WHAT IS REQUIRED
Pull every line of the material below into your reply word for word, leaving out the pictures.

DATASET EXCERPTS

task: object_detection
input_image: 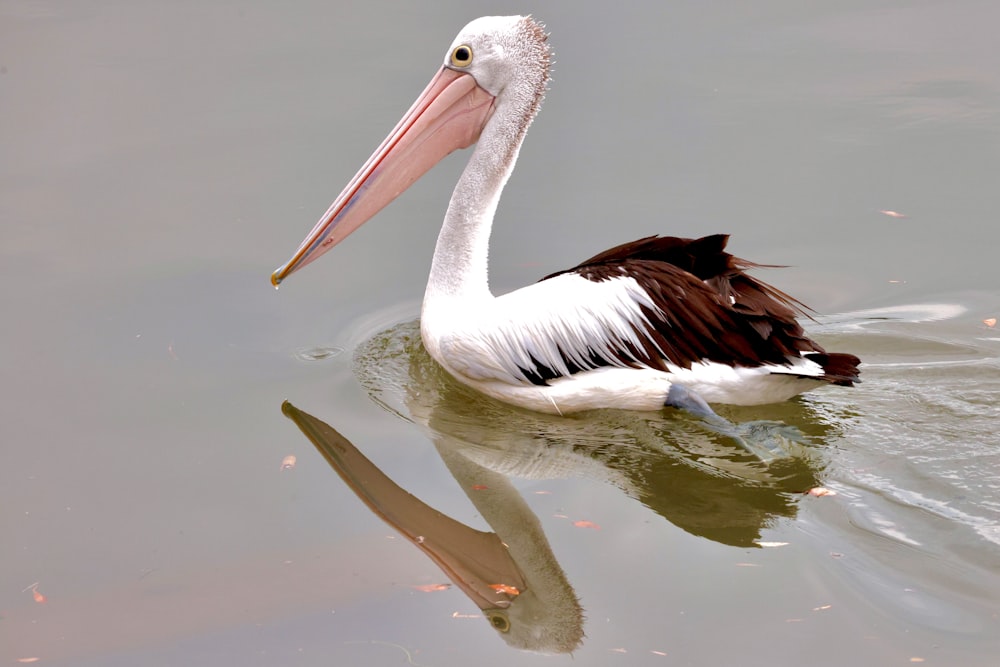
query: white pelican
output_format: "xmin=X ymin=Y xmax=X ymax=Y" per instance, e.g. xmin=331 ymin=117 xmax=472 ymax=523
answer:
xmin=271 ymin=16 xmax=859 ymax=414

EXERCISE RESPONSE
task: object_detection
input_image: 
query: white pelican
output_format: "xmin=X ymin=Y xmax=X ymax=Y" per instance, e.g. xmin=331 ymin=117 xmax=472 ymax=523
answer:
xmin=271 ymin=16 xmax=859 ymax=414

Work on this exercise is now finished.